- [Passage provided]:
────────────────
Last year, the Trent Film Society hosted our first annual Pajama Party and Retro Cartoon Night… and people loved it! Dressed in onesies and teddies and slippers and flannel, students filled BE at the Trend. As per request, we showed Pinky and the Brain, Animaniacs, The Tick, Clone High, Adventure Time and other toon-time favourites. Students munched on breakfast cereal while chatting nostalgically about their favourite Saturday morning cartoons and enjoying the more adult libations provided by BE at the Trend. After the event, many students approached us to say that they had a wonderful time… and inquired whether we would do it again. We decided to make it an annual back-to-school event!
Join us at BE at the Trend for our second annual pajama party! We will kick things off at 8pm on Wednesday, September 28th. This time, we are having a Jim Henson themed night and we will be screening Muppets movies (such as Muppet Treasure Island and the 2011 The Muppets Movie), The Dark Crystal and fan favourite Labyrinth starring David Bowie as the Goblin King! Additionally, we will be serving all different kinds of breakfast cereal and several types of milk (dairy and non-dairy options). Want something a little stronger? BE at the Trend will have a cash bar available so you can relive your childhood memories with a beer or cocktail in hand!
────────────────
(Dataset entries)

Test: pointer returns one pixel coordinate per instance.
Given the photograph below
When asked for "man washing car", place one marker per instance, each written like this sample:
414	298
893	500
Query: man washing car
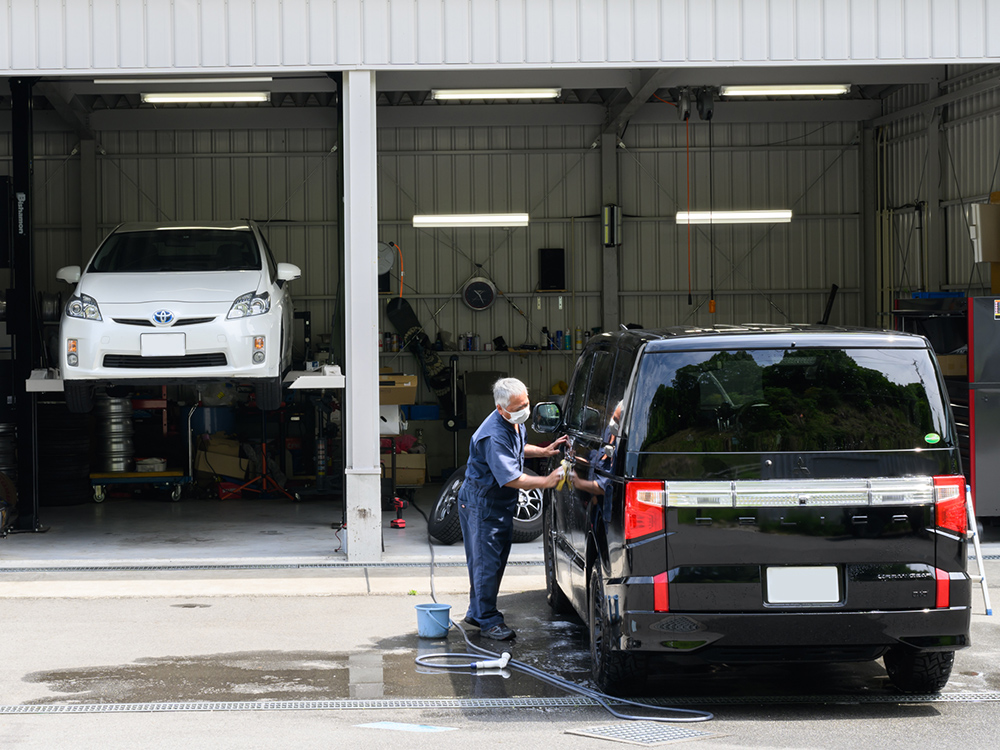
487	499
────────────────
- [Goal]: Could you carry the pajama party announcement at the top of the page further, starting right after its last sentence?

- [Answer to this exercise]:
Wearing your pajamas is not necessary, but highly encouraged. Why not throw on something comfy for a night of nostalgia? We will be giving out prizes for some of our favourite pajamas- including Worst PJs (in the worst shape, or the oldest), Best PJs and Funniest PJs. Come on, we all know that you have a onesie somewhere—now you have an excuse to wear it out of the house! Don’t feel like wearing your pajamas? That’s okay, too. Just come by the Trend for a big old helping of cereal and nostalgia!
Chances are that while you were growing up, you watched a Jim Henson movie or TV show. The master puppeteer got his start on Sesame Street before developing his own TV series called The Muppet Show in 1976. It was an astounding success; people fell in love with Kermit the Frog, Miss Piggy, Rowlf the Dog, Fozzie Bear, Dr. Teeth and the Electric Mayhem; a 1960s themed rock ensemble of hippie puppets. Following The Muppets’ triumph over television, a series of films were produced famously including cameos from a slew of Hollywood celebrities. It seemed that everyone was eager to work with the Muppets and Jim Henson. While continuing to work for Sesame Street for 20 years, Henson lent his puppeteering skills to feature films unassociated with the Muppets including The Dark Crystal and Labyrinth.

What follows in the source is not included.